EXERCISE DATA:
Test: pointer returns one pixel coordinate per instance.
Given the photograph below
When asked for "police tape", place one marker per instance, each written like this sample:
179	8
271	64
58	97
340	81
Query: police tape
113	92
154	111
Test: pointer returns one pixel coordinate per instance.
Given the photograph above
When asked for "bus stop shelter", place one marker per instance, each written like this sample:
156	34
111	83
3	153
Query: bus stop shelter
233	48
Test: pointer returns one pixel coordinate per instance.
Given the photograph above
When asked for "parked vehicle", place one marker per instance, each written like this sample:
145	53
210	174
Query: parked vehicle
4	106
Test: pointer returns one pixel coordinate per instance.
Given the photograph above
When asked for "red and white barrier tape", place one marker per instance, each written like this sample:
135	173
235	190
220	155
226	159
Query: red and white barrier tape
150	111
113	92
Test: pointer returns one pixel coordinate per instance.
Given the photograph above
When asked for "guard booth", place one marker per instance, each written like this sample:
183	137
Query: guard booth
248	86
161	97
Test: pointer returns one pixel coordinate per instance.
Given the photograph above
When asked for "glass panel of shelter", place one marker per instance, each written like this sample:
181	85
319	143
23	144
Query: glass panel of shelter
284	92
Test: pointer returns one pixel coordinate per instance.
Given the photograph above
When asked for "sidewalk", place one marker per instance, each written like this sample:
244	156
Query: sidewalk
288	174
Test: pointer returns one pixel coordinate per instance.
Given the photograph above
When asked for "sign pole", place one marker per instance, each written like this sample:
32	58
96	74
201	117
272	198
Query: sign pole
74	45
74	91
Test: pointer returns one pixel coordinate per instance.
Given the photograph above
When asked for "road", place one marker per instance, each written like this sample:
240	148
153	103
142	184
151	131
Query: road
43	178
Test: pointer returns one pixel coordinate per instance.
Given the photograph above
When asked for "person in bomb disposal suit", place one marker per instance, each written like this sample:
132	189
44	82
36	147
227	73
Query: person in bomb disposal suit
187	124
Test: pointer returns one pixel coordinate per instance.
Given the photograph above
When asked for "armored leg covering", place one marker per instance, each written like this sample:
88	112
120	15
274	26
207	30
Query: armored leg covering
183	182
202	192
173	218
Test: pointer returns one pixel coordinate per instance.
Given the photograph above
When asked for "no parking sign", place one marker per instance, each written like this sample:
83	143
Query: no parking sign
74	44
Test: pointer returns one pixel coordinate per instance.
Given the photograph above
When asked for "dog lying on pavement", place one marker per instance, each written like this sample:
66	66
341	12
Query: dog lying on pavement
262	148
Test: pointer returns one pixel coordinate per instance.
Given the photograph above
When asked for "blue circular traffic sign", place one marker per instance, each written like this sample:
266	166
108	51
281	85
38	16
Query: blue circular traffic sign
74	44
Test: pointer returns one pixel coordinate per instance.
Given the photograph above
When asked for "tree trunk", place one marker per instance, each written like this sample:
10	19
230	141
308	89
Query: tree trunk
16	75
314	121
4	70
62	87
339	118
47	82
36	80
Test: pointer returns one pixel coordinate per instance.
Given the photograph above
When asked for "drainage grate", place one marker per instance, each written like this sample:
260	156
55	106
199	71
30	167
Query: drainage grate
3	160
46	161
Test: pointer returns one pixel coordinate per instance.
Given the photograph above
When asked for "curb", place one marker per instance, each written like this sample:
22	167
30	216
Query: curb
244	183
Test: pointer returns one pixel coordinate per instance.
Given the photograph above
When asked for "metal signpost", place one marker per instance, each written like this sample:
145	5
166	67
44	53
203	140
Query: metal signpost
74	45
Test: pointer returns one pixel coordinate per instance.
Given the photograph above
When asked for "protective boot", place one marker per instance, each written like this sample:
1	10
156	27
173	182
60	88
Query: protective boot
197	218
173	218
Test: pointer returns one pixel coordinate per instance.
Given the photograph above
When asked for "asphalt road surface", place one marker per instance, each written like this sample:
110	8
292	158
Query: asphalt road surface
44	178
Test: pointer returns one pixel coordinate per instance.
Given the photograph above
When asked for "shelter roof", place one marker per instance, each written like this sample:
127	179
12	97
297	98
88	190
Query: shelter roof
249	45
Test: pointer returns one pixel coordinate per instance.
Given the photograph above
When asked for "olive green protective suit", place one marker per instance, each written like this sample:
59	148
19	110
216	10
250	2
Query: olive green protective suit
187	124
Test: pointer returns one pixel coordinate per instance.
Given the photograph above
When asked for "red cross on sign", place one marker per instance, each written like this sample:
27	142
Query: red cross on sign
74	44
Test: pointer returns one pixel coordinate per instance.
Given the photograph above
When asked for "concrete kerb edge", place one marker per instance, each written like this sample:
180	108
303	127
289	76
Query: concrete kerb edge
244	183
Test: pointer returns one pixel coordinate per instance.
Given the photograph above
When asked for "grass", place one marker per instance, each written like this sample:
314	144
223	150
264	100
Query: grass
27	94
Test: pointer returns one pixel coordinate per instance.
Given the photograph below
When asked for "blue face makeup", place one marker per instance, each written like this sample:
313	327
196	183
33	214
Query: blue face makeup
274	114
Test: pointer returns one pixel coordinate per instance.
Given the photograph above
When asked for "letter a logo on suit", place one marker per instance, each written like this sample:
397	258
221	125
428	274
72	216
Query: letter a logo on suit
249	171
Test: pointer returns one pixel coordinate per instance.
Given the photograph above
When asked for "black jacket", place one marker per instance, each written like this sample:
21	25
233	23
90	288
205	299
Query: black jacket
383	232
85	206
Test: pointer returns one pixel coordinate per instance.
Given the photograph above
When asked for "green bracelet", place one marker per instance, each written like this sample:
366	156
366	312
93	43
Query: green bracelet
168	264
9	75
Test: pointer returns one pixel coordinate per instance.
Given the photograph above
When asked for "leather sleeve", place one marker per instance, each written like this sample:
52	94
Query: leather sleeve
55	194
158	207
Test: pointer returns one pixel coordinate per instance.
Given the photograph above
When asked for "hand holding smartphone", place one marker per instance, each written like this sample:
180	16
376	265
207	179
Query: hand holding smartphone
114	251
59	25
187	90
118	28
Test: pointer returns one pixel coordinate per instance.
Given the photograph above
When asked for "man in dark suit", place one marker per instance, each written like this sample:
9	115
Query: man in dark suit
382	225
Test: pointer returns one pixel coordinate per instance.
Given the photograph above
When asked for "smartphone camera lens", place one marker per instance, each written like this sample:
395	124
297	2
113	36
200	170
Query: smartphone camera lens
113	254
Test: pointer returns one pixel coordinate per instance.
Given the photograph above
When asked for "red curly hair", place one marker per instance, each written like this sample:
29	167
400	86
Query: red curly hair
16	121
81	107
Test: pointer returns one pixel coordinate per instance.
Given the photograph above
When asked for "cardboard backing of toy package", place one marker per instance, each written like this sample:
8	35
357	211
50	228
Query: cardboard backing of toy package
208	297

WHAT IS NEEDED: Retype every record above exactly as it appears.

EXERCISE RESULT:
Test: pointer returns one pixel coordinate per instance.
Given the photograph below
When asked for "police tape", place one marker per instance, each written like this sample:
179	8
271	64
58	97
340	81
Query: police tape
113	92
154	111
Test: pointer returns one pixel coordinate per instance.
Given the photograph above
When asked for "bus stop shelter", place one marker per instance, each written like this sample:
156	34
111	83
3	153
Query: bus stop shelter
233	48
Test: pointer returns one pixel coordinate per instance.
Given the photograph above
When asked for "parked vehicle", place one marker per instance, each written like this sample:
145	53
210	174
Query: parked vehicle
4	106
Test: pointer returns one pixel coordinate per instance.
Given the photograph above
When asked for "red and white barrier tape", place one marker per instance, each written like this sample:
135	173
235	190
220	155
226	159
Query: red and white barrier tape
150	111
113	92
Test: pointer returns one pixel coordinate per instance.
Given the photograph above
When asked for "guard booth", place one marker per instance, each written like this sample:
183	137
Query: guard booth
248	86
161	97
Test: pointer returns one pixel coordinate per instance.
Given the photograph above
When asked for "glass panel of shelter", place one marker per instance, each written like this sample:
181	85
319	143
23	144
Query: glass panel of shelter
284	92
Test: pointer returns one pixel coordinate per instance.
Given the photograph above
When asked for "sidewalk", place one marker per instance, each written like this sample:
244	156
Query: sidewalk
288	174
Test: pointer returns one pixel coordinate per instance.
Given the photograph above
When asked for "sign pole", place one marker per instance, each written like this sample:
32	58
96	74
201	117
272	198
Query: sign pole
74	45
74	91
Test: pointer returns one pixel coordinate per instance.
Given the photograph above
When asked for "road", place one marker per instance, each written like this sample:
240	148
153	103
142	184
151	131
Query: road
43	178
Test: pointer returns one pixel coordinate per instance.
Given the photograph above
When asked for "person in bomb disposal suit", place one marker per instance, each written like this sample:
132	189
44	82
36	147
227	73
Query: person in bomb disposal suit
187	124
Test: pointer returns one pixel coordinate per instance.
Given the photograph above
When asked for "armored leg covering", place one marker per instance, each written like this sample:
88	112
120	15
274	26
207	30
Query: armored leg covering
183	182
202	192
173	218
Test: pointer returns one pixel coordinate per instance.
Given the photograph above
When asked for "no parking sign", place one marker per instance, each written like this sample:
83	143
Query: no parking sign
74	44
Test: pointer returns one pixel coordinate per instance.
Given the photograph above
When asked for "dog lying on pavement", place one marker per instance, each written like this sample:
66	66
341	12
Query: dog lying on pavement
262	148
Test: pointer returns one pixel coordinate per instance.
Given the photograph above
When asked for "blue circular traffic sign", place one marker per instance, each written like this sample:
266	166
108	51
281	85
38	16
Query: blue circular traffic sign
74	44
Test: pointer returns one pixel coordinate per instance.
Given the photograph above
When asked for "tree trunk", place one marker per instance, each written like this sample:
10	19
230	141
308	89
Query: tree trunk
16	75
314	121
4	70
62	87
339	118
47	82
36	80
Test: pointer returns one pixel coordinate per instance.
Given the photograph above
When asked for "drainage grate", place one marker per instance, each written like this sample:
260	156
55	106
199	71
30	167
Query: drainage grate
3	160
46	161
Test: pointer returns one pixel coordinate per instance.
Given the photograph above
When asked for "curb", place one marker per instance, each written like this sample:
22	167
30	216
Query: curb
244	183
Test: pointer returns one pixel coordinate per instance.
Given the photograph above
When asked for "metal signpost", place one marker per instance, each written like this sample:
145	5
166	67
44	53
203	140
Query: metal signpost
74	45
Test: pointer returns one pixel coordinate per instance.
Given the photograph above
When asked for "protective boot", place one marker per instance, each written like this sample:
1	10
156	27
173	182
60	88
Query: protective boot
197	218
173	218
Test: pointer returns one pixel coordinate per instance.
Given the photograph above
When asked for "asphalt road surface", place one marker per instance, each written like this sample:
110	8
292	158
Query: asphalt road surface
44	178
Test: pointer returns one pixel coordinate per instance.
Given the photograph above
When asked for "shelter roof", place one marker per instance, each written like this sample:
127	179
12	97
297	98
88	190
Query: shelter roof
249	45
Test: pointer returns one pixel coordinate per instance.
Given the photograph above
When asked for "olive green protective suit", place one marker per instance, each written like this sample:
59	148
19	110
216	10
250	2
Query: olive green protective suit
187	124
Test: pointer returns one pixel coordinate per instance.
Given the photograph above
When asked for "red cross on sign", place one marker per instance, each written like this sample:
27	142
Query: red cross on sign
74	44
Test: pointer returns one pixel coordinate per instance.
Given the photograph above
When asked for "concrete kerb edge", place one marker per instance, each written like this sample:
180	108
303	127
289	76
Query: concrete kerb edge
244	183
Test: pointer returns one pixel coordinate per instance.
Given the photograph above
When asked for "grass", place one marker per instance, each written like this sample:
314	144
223	150
264	100
Query: grass
27	94
Test: pointer returns one pixel coordinate per instance.
Given the photograph below
When asked for "blue face makeup", place one marker per instance, each written like this sample:
313	327
196	183
33	214
Query: blue face makeup
274	114
Test: pointer returns one pixel coordinate per instance.
Given the photograph above
When asked for "letter a logo on suit", place one marker per instance, each written like this sample:
397	258
221	125
428	274
72	216
Query: letter a logo on suit
249	171
Test: pointer returns one pixel coordinate per instance.
Given the photograph above
When asked for "black jacket", place one marker per instance, each written like this sample:
21	25
233	23
90	288
205	299
Query: black jacket
383	232
85	206
Test: pointer returns one pixel coordinate per instance.
Given the photograph above
When asked for "green bracelet", place one marker per instance, each written like this sample:
366	156
366	312
93	43
Query: green bracelet
168	264
9	75
Test: pointer returns one pixel coordinate per instance.
Given the photograph above
When asked for "leather sleeve", place one marker per instance, each written like this sample:
52	94
Query: leather sleeve
55	194
158	207
Test: pointer returns one pixel coordinate per instance.
Given the photograph above
When asked for "hand holding smartphone", place one marker per instance, each written like this sample:
180	16
376	265
207	179
Query: hand holding smartphone
114	251
59	25
187	90
118	28
Test: pointer returns one pixel coordinate per instance.
Given the photograph above
When asked for "man in dark suit", place one marker per instance, each written like this sample:
9	115
Query: man in dark suit
382	225
Test: pointer returns one pixel coordinate per instance.
Given the photograph above
When asked for "smartphone camera lens", place one marker per instance, each written like this sample:
395	124
297	2
113	36
200	170
Query: smartphone camera lens
113	254
Test: pointer returns one pixel coordinate per instance.
Given the photograph above
When asked for "red curly hair", place one marker per instance, each written like this sample:
29	167
400	86
Query: red curly hair
16	121
81	107
Test: pointer returns one pixel coordinate per instance.
Given the photograph above
When asked for "cardboard backing of toy package", place one marker per instance, each written like this sample:
8	35
357	211
50	228
Query: cardboard backing of toy package
208	297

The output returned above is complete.